(Coordinate annotation rows)
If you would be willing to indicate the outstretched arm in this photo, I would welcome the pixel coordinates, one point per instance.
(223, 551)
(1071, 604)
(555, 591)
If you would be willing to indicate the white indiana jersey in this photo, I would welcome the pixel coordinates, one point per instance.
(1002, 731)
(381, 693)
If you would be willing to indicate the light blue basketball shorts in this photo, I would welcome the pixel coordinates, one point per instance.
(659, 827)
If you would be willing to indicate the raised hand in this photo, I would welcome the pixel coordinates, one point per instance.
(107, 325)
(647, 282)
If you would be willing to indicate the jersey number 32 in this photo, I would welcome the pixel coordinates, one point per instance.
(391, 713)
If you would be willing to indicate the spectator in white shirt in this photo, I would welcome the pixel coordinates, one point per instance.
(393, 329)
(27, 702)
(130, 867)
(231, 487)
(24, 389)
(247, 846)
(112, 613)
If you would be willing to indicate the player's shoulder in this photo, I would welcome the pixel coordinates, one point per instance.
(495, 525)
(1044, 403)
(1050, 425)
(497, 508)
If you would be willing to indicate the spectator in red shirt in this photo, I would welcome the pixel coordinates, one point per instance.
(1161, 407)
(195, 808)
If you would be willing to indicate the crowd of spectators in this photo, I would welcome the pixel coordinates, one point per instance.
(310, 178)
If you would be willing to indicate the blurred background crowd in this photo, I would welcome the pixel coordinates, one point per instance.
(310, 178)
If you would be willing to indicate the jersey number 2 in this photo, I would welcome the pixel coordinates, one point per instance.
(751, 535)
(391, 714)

» Request: Express the rows as a JSON list of strings, one string per line with blank lines left out, starting with the line that contains "If you would be willing to indicate the blurred" and going on through the end of the rows.

» Exercise output:
[
  "If you would be willing to indicate the blurred background crowd in this photo, I would welcome the pixel coordinates, one point per instance.",
  "(310, 178)",
  "If you would be willing to indicate the jersey number 2 in this photo, I would welcome the pixel coordinates, one point per instance.",
  "(751, 535)",
  "(391, 714)"
]